- **Items listed in a dataset**:
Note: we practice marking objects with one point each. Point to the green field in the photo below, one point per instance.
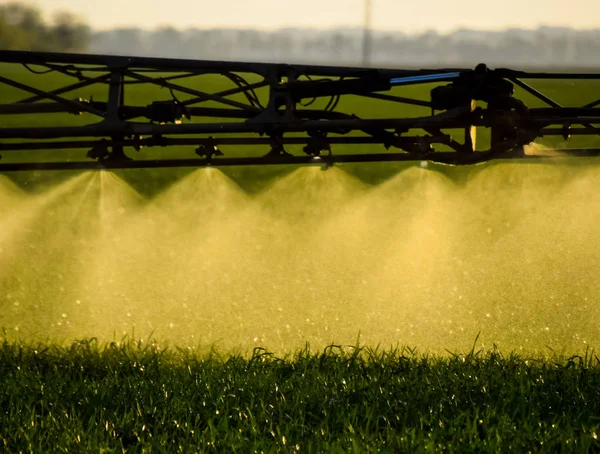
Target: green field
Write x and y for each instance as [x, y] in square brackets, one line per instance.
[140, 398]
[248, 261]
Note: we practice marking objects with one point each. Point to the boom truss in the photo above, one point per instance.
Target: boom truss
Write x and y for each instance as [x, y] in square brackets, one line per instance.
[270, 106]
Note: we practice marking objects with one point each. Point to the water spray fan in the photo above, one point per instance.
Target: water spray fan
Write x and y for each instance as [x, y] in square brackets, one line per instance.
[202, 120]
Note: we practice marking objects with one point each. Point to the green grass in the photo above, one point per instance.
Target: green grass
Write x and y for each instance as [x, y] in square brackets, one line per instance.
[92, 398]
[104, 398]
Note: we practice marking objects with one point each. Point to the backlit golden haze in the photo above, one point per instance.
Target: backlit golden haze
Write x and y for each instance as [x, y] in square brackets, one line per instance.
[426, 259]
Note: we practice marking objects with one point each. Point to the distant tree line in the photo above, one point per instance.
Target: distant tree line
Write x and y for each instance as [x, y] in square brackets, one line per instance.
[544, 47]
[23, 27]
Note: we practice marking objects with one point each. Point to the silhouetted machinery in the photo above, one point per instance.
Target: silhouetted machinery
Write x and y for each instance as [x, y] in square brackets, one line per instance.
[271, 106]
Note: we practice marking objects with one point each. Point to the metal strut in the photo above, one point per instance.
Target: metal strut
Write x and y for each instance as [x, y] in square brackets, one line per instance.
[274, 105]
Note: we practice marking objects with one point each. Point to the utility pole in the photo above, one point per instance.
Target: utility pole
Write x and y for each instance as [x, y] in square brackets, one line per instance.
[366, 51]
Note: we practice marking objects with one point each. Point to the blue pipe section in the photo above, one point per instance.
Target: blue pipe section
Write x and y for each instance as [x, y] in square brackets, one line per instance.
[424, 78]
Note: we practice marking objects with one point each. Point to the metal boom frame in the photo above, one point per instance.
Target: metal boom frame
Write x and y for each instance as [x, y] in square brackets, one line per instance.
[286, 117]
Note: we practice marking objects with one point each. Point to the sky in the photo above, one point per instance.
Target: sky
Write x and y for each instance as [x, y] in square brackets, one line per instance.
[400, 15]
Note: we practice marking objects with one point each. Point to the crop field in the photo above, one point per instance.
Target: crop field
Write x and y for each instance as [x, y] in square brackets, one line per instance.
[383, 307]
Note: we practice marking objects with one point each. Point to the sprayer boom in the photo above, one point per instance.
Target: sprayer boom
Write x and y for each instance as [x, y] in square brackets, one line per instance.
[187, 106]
* * *
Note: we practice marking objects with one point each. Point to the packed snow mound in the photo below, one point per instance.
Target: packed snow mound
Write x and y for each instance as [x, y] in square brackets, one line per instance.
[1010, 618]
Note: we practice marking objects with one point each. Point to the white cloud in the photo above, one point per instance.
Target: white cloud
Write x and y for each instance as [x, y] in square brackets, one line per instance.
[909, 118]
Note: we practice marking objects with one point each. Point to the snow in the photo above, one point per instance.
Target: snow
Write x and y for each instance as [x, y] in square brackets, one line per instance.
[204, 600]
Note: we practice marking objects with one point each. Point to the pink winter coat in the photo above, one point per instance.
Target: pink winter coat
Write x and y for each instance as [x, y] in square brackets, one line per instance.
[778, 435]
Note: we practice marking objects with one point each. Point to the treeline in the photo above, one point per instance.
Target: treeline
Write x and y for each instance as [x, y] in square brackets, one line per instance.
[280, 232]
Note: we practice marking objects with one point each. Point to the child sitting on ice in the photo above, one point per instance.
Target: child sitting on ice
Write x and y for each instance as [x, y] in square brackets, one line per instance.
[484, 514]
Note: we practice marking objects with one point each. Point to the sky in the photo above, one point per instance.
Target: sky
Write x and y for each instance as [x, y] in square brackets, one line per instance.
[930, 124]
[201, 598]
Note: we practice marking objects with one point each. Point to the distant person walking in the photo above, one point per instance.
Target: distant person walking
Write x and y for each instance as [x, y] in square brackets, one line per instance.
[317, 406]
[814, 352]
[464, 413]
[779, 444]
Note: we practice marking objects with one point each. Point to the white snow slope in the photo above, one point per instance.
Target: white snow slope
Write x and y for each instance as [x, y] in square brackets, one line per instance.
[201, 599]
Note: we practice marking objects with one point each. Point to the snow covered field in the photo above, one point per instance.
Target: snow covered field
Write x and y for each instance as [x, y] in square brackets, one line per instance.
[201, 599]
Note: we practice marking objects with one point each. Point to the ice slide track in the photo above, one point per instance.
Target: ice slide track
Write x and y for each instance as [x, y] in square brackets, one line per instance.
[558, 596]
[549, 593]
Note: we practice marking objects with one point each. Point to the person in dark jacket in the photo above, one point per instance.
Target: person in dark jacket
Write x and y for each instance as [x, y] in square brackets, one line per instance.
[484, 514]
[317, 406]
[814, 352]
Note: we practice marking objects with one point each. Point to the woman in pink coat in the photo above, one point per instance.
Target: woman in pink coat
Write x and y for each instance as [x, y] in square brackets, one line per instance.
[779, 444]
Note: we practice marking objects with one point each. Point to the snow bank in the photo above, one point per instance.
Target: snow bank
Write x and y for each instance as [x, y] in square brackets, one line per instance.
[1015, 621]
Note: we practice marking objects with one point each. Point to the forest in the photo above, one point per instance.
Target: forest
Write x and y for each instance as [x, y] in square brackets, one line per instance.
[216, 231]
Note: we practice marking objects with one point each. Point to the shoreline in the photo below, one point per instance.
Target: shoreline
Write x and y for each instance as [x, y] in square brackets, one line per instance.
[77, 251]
...
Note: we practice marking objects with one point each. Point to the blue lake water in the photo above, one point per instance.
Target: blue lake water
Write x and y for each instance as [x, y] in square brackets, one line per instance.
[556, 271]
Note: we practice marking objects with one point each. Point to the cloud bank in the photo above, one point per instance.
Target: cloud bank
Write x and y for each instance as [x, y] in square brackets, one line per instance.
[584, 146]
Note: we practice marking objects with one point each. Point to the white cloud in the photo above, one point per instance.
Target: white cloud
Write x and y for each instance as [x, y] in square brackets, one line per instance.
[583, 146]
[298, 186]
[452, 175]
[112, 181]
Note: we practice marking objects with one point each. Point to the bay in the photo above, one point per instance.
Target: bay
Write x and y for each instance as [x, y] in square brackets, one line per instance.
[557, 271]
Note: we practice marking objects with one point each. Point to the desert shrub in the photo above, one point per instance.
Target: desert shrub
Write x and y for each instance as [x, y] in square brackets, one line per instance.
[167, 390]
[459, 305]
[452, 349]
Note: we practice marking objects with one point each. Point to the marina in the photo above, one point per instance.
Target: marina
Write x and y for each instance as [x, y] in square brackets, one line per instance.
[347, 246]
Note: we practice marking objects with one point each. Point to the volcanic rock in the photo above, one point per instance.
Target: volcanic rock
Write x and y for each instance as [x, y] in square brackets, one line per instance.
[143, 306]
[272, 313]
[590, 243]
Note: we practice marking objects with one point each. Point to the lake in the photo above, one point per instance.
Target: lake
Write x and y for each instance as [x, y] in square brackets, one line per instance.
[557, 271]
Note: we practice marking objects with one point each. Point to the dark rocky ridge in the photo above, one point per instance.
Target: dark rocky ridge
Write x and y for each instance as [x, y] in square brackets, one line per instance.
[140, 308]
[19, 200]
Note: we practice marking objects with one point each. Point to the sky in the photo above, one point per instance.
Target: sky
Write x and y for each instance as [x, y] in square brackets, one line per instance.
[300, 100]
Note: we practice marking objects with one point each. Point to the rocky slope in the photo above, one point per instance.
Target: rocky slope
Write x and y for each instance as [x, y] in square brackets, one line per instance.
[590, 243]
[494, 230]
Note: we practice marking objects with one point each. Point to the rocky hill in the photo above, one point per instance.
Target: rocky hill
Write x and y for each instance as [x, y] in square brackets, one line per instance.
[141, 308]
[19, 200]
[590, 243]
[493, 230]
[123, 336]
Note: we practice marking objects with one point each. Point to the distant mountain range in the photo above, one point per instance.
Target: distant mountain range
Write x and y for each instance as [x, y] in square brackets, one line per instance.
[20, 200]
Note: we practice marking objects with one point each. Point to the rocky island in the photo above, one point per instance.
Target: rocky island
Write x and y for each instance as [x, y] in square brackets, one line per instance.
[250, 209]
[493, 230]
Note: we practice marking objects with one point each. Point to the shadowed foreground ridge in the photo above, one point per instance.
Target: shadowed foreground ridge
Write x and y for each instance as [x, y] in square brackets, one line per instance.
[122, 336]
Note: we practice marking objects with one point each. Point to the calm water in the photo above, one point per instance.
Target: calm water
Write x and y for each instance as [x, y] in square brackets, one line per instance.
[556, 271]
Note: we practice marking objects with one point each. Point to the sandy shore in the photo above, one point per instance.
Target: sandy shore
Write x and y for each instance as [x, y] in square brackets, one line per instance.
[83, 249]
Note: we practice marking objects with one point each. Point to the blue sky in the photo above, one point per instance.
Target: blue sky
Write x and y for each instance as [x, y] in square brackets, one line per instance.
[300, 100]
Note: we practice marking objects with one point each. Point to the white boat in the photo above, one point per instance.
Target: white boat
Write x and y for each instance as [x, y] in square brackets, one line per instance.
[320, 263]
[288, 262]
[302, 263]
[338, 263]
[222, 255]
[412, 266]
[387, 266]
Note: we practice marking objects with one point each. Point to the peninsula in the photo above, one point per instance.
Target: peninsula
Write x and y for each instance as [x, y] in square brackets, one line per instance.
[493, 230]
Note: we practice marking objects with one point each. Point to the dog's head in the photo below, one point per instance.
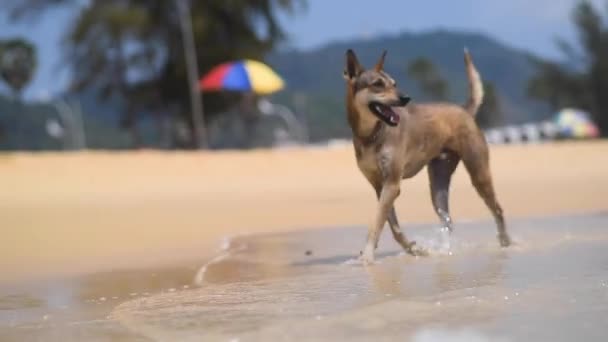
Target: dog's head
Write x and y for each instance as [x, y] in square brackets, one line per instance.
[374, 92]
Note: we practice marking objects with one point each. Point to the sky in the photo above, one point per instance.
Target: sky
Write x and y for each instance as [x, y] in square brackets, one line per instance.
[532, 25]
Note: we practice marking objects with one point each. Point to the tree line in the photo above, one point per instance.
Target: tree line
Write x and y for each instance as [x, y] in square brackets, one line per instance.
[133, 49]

- **What you have to do**: State how many lines of the rows above contain the string "pink", treating uppercase and lowercase letters as different. Give the number alone.

- **Task response**: 4